What the task requires
Write every line of the material out exactly as shown.

Pointing dataset records
* * * * *
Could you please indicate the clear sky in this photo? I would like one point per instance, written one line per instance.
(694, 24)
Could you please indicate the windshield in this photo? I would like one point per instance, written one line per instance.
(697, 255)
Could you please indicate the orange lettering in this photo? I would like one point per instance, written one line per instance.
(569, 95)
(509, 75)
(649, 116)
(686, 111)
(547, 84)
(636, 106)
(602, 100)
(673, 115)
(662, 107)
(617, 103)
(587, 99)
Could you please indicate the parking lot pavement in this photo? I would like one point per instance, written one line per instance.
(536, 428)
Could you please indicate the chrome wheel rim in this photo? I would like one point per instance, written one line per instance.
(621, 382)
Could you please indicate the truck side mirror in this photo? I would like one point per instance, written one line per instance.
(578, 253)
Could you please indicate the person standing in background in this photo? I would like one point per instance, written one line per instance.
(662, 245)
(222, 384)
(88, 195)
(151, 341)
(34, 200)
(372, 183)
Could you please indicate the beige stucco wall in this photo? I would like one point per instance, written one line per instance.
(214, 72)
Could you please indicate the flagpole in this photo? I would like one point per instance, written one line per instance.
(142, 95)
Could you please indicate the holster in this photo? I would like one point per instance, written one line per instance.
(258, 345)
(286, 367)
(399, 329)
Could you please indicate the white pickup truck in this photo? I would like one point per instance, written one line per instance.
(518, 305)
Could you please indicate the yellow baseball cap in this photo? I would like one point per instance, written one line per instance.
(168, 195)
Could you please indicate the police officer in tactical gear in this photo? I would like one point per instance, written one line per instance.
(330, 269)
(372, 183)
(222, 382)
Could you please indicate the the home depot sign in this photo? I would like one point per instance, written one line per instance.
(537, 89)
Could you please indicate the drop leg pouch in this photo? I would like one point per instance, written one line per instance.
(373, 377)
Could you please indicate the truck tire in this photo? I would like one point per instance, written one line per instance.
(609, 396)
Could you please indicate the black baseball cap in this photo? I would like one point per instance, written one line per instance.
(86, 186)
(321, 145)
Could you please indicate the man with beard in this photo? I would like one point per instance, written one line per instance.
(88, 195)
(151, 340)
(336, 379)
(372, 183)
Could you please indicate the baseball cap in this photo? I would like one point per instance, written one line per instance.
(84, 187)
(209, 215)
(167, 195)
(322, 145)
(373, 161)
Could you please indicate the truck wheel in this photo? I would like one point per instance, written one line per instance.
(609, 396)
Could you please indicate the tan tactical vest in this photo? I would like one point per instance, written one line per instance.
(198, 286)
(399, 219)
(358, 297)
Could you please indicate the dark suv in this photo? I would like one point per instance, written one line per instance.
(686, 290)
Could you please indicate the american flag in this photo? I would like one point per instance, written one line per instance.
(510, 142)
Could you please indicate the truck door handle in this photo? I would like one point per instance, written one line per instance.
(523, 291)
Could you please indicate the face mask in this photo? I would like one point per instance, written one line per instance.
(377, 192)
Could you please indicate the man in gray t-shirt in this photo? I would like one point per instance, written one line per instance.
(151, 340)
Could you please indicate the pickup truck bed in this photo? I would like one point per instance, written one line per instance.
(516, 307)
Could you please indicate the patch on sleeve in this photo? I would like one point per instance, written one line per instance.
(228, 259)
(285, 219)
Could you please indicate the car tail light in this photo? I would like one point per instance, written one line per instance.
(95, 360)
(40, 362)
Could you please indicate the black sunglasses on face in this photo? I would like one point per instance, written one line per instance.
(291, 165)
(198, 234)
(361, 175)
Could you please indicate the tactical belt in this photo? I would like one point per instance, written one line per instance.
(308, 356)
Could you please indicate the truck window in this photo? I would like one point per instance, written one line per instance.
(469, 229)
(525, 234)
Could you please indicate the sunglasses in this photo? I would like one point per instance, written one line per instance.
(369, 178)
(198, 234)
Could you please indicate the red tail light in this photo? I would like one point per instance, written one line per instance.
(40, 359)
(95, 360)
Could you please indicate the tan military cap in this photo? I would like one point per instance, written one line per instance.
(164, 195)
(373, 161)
* * * * *
Exercise answer
Could you please indicate the clear sky in this photo? I would like one point per instance, written one line per instance.
(694, 24)
Could you please indicate the windshield in this photo? I would like one point per instance, written one line per instance.
(697, 255)
Could you please indicate the orange lettering in this photo? I would like one point per instance, written one line per instance.
(569, 95)
(509, 75)
(649, 116)
(686, 111)
(547, 84)
(636, 106)
(602, 100)
(673, 115)
(662, 107)
(617, 103)
(587, 99)
Could you please indicate the parking lot pavement in this photo? I would like one point per instance, written one line per instance.
(536, 428)
Could you please indicate the chrome wheel rim in this photo? I would like one point per instance, written one line per instance.
(621, 382)
Could you please indicate the truck side mirror in this photo? I would like one point per instance, written one line per instance.
(578, 253)
Could you please indicate the person standing in background in this photo? I would like one point per instance, written one line per instance.
(662, 245)
(222, 384)
(88, 195)
(151, 341)
(34, 200)
(372, 183)
Could you please indicate the beige stucco wall in this photo? I would like one point per instance, written one line per instance.
(214, 72)
Could you please indicate the flagpole in this photo? I would like one point per instance, written one line per instance.
(142, 95)
Could you please indicate the holster in this photo? I would like one point per instance, written one line per instance.
(258, 345)
(286, 367)
(399, 329)
Could you please indicate the white pickup truck in this photo? I would like one point per instance, written one line per instance.
(518, 305)
Could you please indicate the yellow baseball cap in this photo? I would like one point per instance, written one line per instance.
(168, 195)
Could you please indicate the police officer in tactical gear in this photo? I would like one point per instance, written one line per instance.
(330, 269)
(372, 183)
(222, 382)
Could you please indicate the the home depot sign in this photo? I would like one point per instance, written one line per instance.
(537, 89)
Could you please indicate the drop leg pouch in this photo? I would like one point per instance, written one line per instance.
(373, 377)
Could you please indicate the truck tire in this photo? I would like one point per instance, written one line per instance.
(609, 396)
Could you please indicate the black baseball cap in this photo? I would like one point per instance, written one line per instance.
(86, 186)
(321, 145)
Could you please indicate the man with beard in this photo? I would like one point per instance, written one line per instance.
(88, 195)
(151, 340)
(336, 379)
(372, 183)
Could you please indicate the baseball cap in this photo? I would like one point per instance, written one line per instance.
(84, 187)
(209, 215)
(167, 195)
(322, 145)
(373, 161)
Could you please indicate the truck wheel in this photo? I would like one point per instance, written one line per instance.
(609, 396)
Could you please indicate the tan tactical vest in this photo? I would like one point per instance, written one line per instance.
(198, 286)
(399, 219)
(358, 297)
Could you please indicate the dark suv in this photo? I would like one point per instance, written one line per instance.
(686, 290)
Could you please indicate the american flag in this photo? I would like one point per instance, written one line per instance.
(510, 142)
Could you please indicate the truck door handle in this photo? I would like one point per instance, written one line per instance.
(523, 291)
Could you please indicate the face mask in this photo? I would like one point per instance, written one line per instance.
(377, 192)
Could you please indicate the man in gray t-shirt in this photo? I would like one point per instance, written one line per instance.
(151, 340)
Could you please indicate the pickup truck bed in this photo? I would like one point per instance, written one line per instance.
(516, 307)
Could you please indicate the patch on sleeve in this photo? I would like one point per instance, written one line per instance.
(228, 259)
(285, 219)
Could you please indicate the car tail light in this photo? I would like one point per instance, written one line per instance.
(95, 360)
(40, 362)
Could you please indicate the black sunglasses on face in this photo? I would like one point per instance, written one line per instance.
(291, 165)
(198, 234)
(361, 175)
Could you please indicate the tactical belt in this photo? I would like one point per instance, written one line per instance.
(308, 356)
Could you please indicate the truck window in this photo? I would like one point per instance, written one line per instance.
(469, 229)
(525, 234)
Could you please indicate the sunglasses in this photo? I would like one point per instance, written one line per instance.
(369, 178)
(198, 234)
Could you please indicate the red tail light in this photo? I would like one point per instance, written one line per instance.
(40, 359)
(95, 360)
Could you please indicate the tan military cap in this photo? I would like one point per instance, written one line per instance.
(164, 195)
(373, 161)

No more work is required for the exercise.